**Exercise passage**:
>>

In the wake of the Coronavirus and quarantine situation, many employers fear that the paid time off policy is in jeopardy as fewer employees are requesting paid time off.
Surely, in your professional career, you have come across the acronym PTO, which stands for “Paid time off”. Paid time off is a benefit for those workers who are not bound exclusively to their vacation. It can be taken whenever they prefer.
In the United States, these days are very common, and there is the following list:
● Sick days.
● Paid vacation days.
● Personal days.
● Paid holidays.
Some companies combine those renumbered days off, except for holidays. It is called Paid time off. However, in the United States, there is no such law requiring private companies to provide their workers with paid vacation or sick days off. So how you manage the days off as an employee depends on your company’s policy.
Although many companies offer days off, since it is a benefit that attracts employees’ attention, there is no average number of days to which employees are entitled. On average, during your first year of employment with a company, you will receive at least five paid days off per year. The number of days you have will be made up of vacation days and sick days, so if you get sick for two days and use several paid days off for your recovery, you will have less vacation.
Sometimes your company does not offer a paid time off policy or you have already used up your annual leave. In this case, you also have the option to talk to your HR team and ask them for the days off you need but without pay.
Reason for Reduction
In the wake of the Coronavirus and quarantine situation, many employers fear that the paid time off policy is in jeopardy as fewer employees are requesting paid time off. Because of the pandemic, most workers have been reluctant to use their PTO, seeing no reason to use their days off in a world with limited travel options and a very high risk of infection. Many workers currently work from home. Knowing how difficult it is to balance work and personal time in a home office, they find the idea of using their paid time off at home in a routine very similar to their existing one even less appealing.
Companies are looking for ways to solve this problem, as many cannot afford to pay their workers for unused time off, due to the excessive cost to the company of implementing this option with each employee on an almost simultaneous basis, as days go by and PTO continues to accumulate.
OnTheClock analyzed the days off requested during the first 6 months of the previous year, with May and June being the months with the lowest percentage (15% and 14%, respectively) of requested paid time off.
How to Encourage the Use of PTO?
Although the year has progressed significantly and the pandemic has affected the way people manage their time, the way they work, and, at the same time, the days off they distribute throughout the year, there are still ways to reach a solution.
Let’s remember that since the PTO benefit is not mandatory in all companies, the use of these days is subject to company policy and the laws of each state. For example, in California, companies are not allowed to implement the so-called “use it or lose it”. In this case, if the employee decides to leave the company, the only one harmed would be the employee.

<<

**Data**:

>>

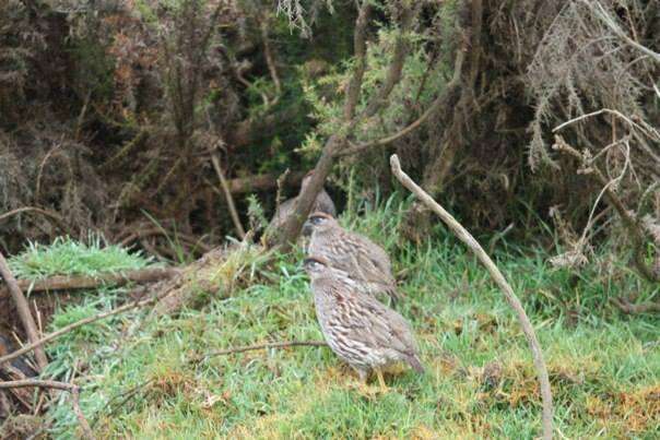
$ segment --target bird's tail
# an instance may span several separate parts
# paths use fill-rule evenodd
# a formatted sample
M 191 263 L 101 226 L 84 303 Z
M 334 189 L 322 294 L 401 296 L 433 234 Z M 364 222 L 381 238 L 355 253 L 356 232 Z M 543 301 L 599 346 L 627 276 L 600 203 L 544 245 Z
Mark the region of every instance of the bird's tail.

<<

**Required actions**:
- 1) In the article on paid time off, write out the passage between "Some companies combine" and "your company’s policy.", inclusive, swapping "private companies" for "private employers".
- 2) List every type of day off that the article on paid time off names as common in the United States.
The lines are not needed for this work.

**List of solutions**:
- 1)
Some companies combine those renumbered days off, except for holidays. It is called Paid time off. However, in the United States, there is no such law requiring private employers to provide their workers with paid vacation or sick days off. So how you manage the days off as an employee depends on your company’s policy.

- 2)
Sick days
Paid vacation days
Personal days
Paid holidays